RAW RECORDS
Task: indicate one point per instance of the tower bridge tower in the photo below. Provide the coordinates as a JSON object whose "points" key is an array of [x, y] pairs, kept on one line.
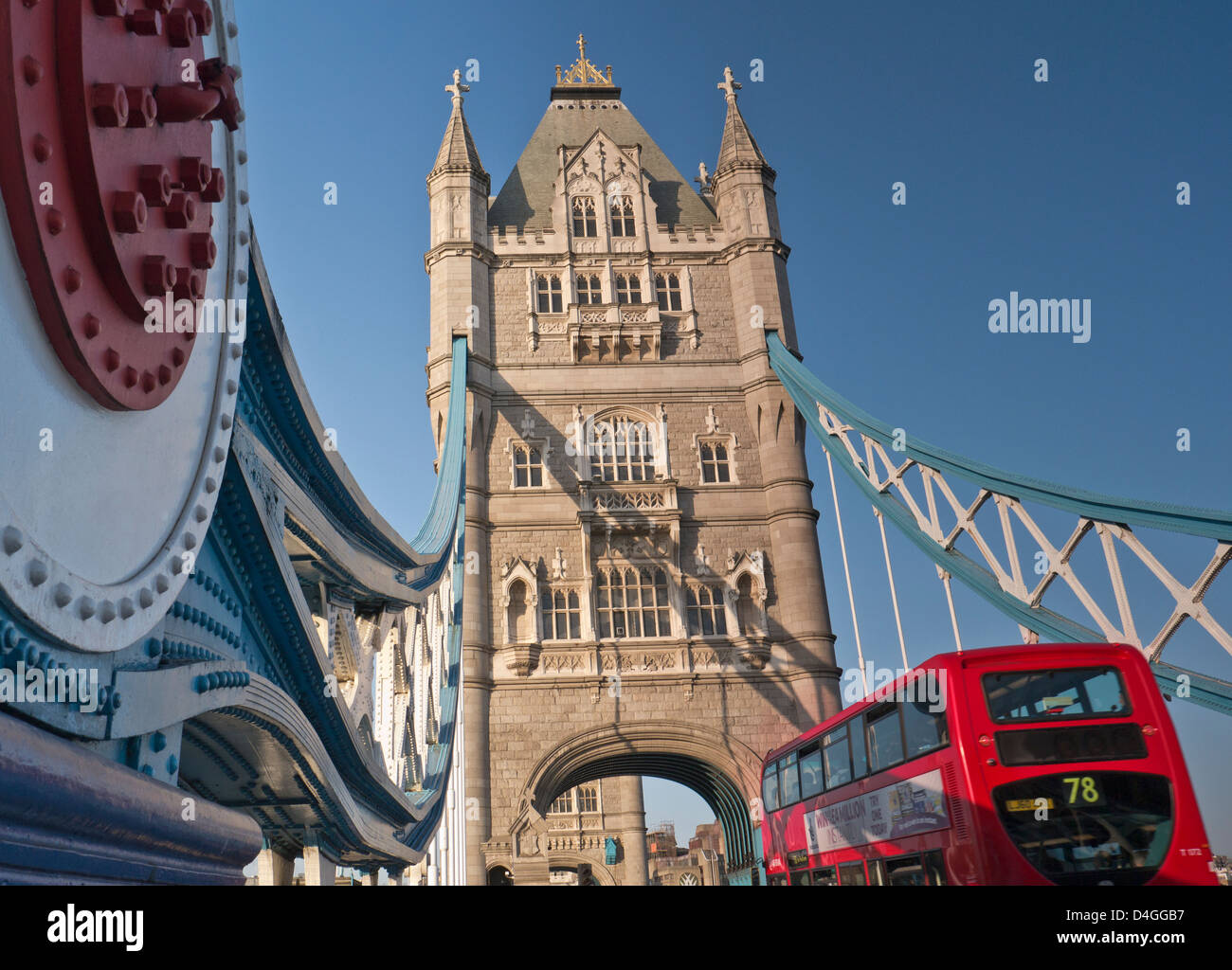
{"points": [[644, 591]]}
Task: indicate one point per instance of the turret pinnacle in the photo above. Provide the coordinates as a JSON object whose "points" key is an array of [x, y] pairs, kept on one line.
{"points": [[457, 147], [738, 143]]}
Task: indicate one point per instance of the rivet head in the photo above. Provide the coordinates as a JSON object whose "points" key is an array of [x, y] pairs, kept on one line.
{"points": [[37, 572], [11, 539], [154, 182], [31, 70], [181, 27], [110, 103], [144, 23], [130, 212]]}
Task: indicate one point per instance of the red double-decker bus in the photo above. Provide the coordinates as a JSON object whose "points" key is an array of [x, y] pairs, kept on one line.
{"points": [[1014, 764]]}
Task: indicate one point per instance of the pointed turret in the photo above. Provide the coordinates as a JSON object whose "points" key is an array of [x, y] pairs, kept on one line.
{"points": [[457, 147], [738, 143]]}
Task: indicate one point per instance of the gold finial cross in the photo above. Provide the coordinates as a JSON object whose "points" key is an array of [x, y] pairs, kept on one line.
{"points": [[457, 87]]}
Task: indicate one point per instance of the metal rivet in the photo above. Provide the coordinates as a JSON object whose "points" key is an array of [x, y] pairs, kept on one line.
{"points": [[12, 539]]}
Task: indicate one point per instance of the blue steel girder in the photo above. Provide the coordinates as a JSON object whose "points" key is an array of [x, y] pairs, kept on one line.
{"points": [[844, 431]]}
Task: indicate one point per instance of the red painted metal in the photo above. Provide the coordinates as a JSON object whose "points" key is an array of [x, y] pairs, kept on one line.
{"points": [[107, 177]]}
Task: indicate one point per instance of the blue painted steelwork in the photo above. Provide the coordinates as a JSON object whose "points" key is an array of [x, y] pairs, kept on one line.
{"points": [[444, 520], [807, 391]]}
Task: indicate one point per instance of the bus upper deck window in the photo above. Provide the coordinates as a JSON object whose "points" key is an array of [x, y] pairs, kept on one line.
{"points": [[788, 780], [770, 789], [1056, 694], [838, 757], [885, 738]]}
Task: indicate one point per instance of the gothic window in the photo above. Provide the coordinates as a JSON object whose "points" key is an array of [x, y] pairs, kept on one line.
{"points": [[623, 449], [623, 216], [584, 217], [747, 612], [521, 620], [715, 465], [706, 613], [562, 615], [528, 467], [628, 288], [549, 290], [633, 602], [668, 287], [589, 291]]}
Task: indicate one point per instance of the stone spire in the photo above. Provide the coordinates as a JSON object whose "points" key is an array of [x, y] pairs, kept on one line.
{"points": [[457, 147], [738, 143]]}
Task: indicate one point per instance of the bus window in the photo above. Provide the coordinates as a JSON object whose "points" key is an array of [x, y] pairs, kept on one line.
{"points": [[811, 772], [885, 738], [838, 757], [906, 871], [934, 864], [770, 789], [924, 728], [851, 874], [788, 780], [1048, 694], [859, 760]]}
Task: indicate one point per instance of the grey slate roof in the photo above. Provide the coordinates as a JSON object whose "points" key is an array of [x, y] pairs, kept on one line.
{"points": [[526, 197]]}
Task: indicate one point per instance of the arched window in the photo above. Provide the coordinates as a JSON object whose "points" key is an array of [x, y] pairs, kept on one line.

YOUR GOAL
Will you restate every entry word for word and omit the images?

RESULT
Task: indicate one point per instance of the tower bridge tower in the photo below. Provide the coordinates as a JSON object whose "points" key is an array of [x, y] pairs, kept on one line.
{"points": [[644, 591]]}
Task: indicate one point per instance of the turret pinnacle in the photo above. Provide the coordinates as a JSON object whose "points" key is an array of [x, y] pairs, kept on one line.
{"points": [[457, 147], [738, 143]]}
Task: indicate one point per instance of the rivet head in the photo above. Provide the coordinates as a JSON object whose "points" key is an array of [x, y] pairs, kept on one line.
{"points": [[37, 572], [11, 539], [154, 182], [31, 70], [181, 27], [110, 103], [144, 23], [130, 212]]}
Task: indicate one point per instance of the red double-decker bus in the photo above. Provide the coordinates as a JSON object whose "points" key is an array of [x, y] pairs, kept on one line.
{"points": [[1014, 764]]}
Task: indicate one point per instance of the pointed turret in the photo above. Provide the coordinates as a JSON object whose "points" key is an array of [x, y] pairs, kept on one line.
{"points": [[457, 147], [738, 143]]}
Task: indicate one point per instance of the gold finial cross in the photo above. Provide the coordinates as a JSON object whose "points" key is an array of [x, y] pairs, kept on one line.
{"points": [[457, 87]]}
Task: indicate one point per instance of the metal rivet in the photo above. Provide the coordinates as a JSON object whose "points" key is an array of [x, y] pairs, kept on one line.
{"points": [[12, 539]]}
Task: indicate one point per instance of the blue steel girder in the photo above. Provide the coordinates as a JSON object whose "points" key is an array of [x, y] pairs, kept on one line.
{"points": [[844, 431]]}
Task: indicate one point per instance of the red painted metal in the photo above. Provide the coordinates as a JSON object whose "points" key is an array of [x, y] pairs, kept on one line.
{"points": [[107, 177]]}
Task: indicate one point per instance of the blue painted steelwork in the photo above. Provide the coordinates as a JSON object whose "points" key is an array of [x, y] pairs, kept on one line.
{"points": [[444, 520], [807, 391]]}
Task: indicate one point per instance of the bus upper deck window in the photo above. Provide the coordinates as a JSON object whose "points" key is an array of [x, y] pairs, kept on one line.
{"points": [[788, 780], [770, 789], [1056, 694], [838, 757], [885, 738]]}
Task: indicate one point per instance of the gothic window in the photo above. Provide the coordinates as a JSON object whose "points" key is an array of [x, y] pairs, kept on one line.
{"points": [[623, 449], [623, 216], [584, 217], [747, 612], [521, 620], [715, 465], [706, 613], [562, 615], [528, 467], [628, 288], [549, 290], [633, 602], [668, 287], [589, 291]]}
Task: indicate one point per instance of the stone spire in the photo above. Provide the coordinates as a JSON object whose "points" key is an array of [x, y] pairs, kept on one line.
{"points": [[457, 147], [738, 143]]}
Task: indicate one point per instance of the bus window in the photo above. Provide the coordinates as a JSON object whose "points" key is an array of [x, y] pairs, kept on one line.
{"points": [[811, 772], [885, 738], [838, 757], [906, 871], [934, 864], [770, 789], [924, 728], [851, 874], [788, 780], [1048, 694], [859, 760]]}
Task: indicate one point per instance of the grey slate roof in the photo above. Provide the coordinates as a JSON object whose "points" key is an array of [x, y] pairs, kept on one line.
{"points": [[526, 197]]}
Task: indicate one point per instance of the arched window in the photo above. Provide the coordinates as a JSON object whose "points" key is an array of [x, y] pairs, kept on one line.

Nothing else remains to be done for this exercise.